Work to complete
The result should be an exact copy of the entries below, free of pictures.

Supplied data
┏━━

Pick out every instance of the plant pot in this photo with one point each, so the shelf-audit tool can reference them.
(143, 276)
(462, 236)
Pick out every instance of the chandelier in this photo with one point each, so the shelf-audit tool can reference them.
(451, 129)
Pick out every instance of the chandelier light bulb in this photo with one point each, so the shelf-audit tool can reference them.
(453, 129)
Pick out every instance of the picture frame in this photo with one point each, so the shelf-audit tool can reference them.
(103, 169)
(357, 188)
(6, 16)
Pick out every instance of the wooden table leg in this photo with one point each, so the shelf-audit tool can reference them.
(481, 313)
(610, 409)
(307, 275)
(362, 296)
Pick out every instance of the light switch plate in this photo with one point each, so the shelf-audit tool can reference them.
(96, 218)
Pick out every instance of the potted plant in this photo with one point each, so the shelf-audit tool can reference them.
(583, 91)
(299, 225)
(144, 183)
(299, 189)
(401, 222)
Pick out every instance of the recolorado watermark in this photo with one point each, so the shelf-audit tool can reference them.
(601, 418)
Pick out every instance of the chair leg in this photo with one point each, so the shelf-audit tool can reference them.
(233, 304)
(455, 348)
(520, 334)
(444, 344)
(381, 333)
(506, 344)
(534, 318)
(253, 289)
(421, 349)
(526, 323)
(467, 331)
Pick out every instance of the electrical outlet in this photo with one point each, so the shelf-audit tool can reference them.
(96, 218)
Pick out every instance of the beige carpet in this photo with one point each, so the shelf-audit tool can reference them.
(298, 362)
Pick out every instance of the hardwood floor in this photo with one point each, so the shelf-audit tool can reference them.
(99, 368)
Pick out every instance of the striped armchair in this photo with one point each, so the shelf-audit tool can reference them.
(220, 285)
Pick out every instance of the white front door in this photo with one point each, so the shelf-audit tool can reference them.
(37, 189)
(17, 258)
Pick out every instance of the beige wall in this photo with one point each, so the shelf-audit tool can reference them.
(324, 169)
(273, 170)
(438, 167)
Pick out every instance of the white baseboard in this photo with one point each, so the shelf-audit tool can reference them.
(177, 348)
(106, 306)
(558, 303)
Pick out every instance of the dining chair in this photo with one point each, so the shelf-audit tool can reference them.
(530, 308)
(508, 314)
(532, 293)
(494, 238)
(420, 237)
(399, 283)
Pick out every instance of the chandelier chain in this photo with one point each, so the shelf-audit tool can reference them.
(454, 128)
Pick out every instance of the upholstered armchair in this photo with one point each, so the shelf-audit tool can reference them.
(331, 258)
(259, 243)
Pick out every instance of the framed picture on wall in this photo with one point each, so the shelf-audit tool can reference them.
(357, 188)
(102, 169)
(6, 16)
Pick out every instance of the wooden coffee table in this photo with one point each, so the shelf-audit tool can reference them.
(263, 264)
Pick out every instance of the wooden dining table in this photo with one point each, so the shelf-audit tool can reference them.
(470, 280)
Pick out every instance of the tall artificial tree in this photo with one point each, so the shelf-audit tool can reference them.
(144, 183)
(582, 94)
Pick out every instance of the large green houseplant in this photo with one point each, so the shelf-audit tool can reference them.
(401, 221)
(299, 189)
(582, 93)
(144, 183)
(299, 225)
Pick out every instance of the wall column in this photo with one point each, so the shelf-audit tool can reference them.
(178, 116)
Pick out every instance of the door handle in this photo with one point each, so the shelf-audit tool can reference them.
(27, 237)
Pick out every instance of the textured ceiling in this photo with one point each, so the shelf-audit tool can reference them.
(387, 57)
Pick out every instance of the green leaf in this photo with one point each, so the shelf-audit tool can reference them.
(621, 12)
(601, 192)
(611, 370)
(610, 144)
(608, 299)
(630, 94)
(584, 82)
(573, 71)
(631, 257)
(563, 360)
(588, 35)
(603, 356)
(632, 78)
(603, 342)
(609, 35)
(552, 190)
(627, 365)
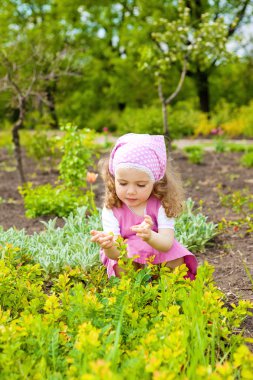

┗━━

Solved exercise
Pick out every instance of the plant pot in this photo with one point each, so the shelf-audit tool can reference them.
(143, 276)
(462, 236)
Pick out every instance of the chandelier in this photo with one point each, so the shelf-audit tool can reference them.
(451, 129)
Pick out every instance of the chandelier light bulb in this photo with one point each, so the shelf-audit tool can reference them.
(453, 129)
Pick out every instance of the picture frame in this photo with one point each, so the shelf-audit tool can reference them.
(103, 169)
(357, 188)
(6, 16)
Pick out every instance of the wooden table leg in this photo with one point each, so the shelf-audit tool can reference them.
(481, 313)
(610, 409)
(307, 275)
(362, 296)
Pick out every instance of the light switch plate in this photo with one point each, so the shelf-audit tool can reference them.
(96, 218)
Pick out every instance of the potted plant in this photo with one point each, so the shelf-audit tool can reference them.
(583, 91)
(299, 225)
(144, 183)
(299, 189)
(401, 222)
Pick out every instance of the recolorado watermark in this photo with one point each, so the shelf-audit tool can reference them.
(601, 418)
Pick out every instance of the chair leg in this photo with one point each, so the shelf-audit tool can reference them.
(233, 304)
(455, 348)
(520, 334)
(444, 344)
(381, 333)
(506, 344)
(534, 318)
(253, 289)
(421, 349)
(526, 323)
(467, 331)
Pick out every instance of the electrical outlet in this photo with one point each, so the shelf-audit tool can reference them.
(96, 218)
Pick out every instance of the beige carpet in this photo with one point each, so the shelf-audit tool can reference them.
(298, 362)
Pick out every instance of the hardwood floor in this photo with one point each, so the shelf-audit tool can reference them.
(99, 368)
Pick out every instance of the striped armchair in this photo with one point each, so the shelf-audit tool can reference them.
(220, 285)
Pick out every instance of the white front door in this photo with one point each, so the shelf-audit tool can reference them.
(37, 189)
(17, 258)
Pick out every instance of the beige wall in this photo with one point each, so the shelf-audit tool can reference them.
(324, 169)
(273, 170)
(438, 167)
Pick out every instance of the white baseboard in this photo with one point each, so the shelf-audit tool can reference them.
(177, 348)
(106, 306)
(558, 303)
Pick out every instance of the dining chair in this photo with one point each, so the shelf-audit tool can reference them.
(530, 308)
(508, 314)
(532, 293)
(494, 238)
(420, 237)
(399, 283)
Pick out every instance of the chandelier chain in this photo with one point each, so the shelf-audit tool can reference them.
(454, 128)
Pick out every instance of the upholstered armchair in this photo with one point each, so the shelf-audit tool can reference them.
(331, 258)
(259, 243)
Pick out every instance of the framed picture on wall in this photo with one point each, so the shelf-audit tool can reference them.
(357, 188)
(102, 169)
(6, 16)
Pick out every instance of the wooden coffee table in this photo with one point each, so the shelf-audit tool can reference them.
(263, 264)
Pick out every instance of the wooden dining table in this photo with one point each, so the shelf-audit tool can reference them.
(470, 280)
Pick out every instance of the tall artificial tree in this photo with one point each, so the shelf-audit tool can reference them.
(144, 183)
(582, 94)
Pick out every instance of the large green houseplant in this photo with one point each, so the shelf-audit tool can reference them.
(401, 221)
(299, 189)
(582, 93)
(144, 183)
(299, 225)
Pick out every instance of the wall column in this photo with one point each, so the shelf-audit tool can reference them.
(178, 116)
Pick out every instance of the door handle in this photo with one point each, so the shelf-audit tool can reference them.
(27, 237)
Pick out every instance of the textured ceiling in this photo with one point each, so the shelf-audit tool can reference them.
(387, 57)
Pick out every instance of the green leaf in this photo with one point each, so the shelf-audit tool can reference them.
(621, 12)
(601, 192)
(611, 370)
(610, 144)
(608, 299)
(630, 94)
(584, 82)
(573, 71)
(631, 257)
(563, 360)
(588, 35)
(603, 356)
(632, 78)
(603, 342)
(609, 35)
(552, 190)
(627, 365)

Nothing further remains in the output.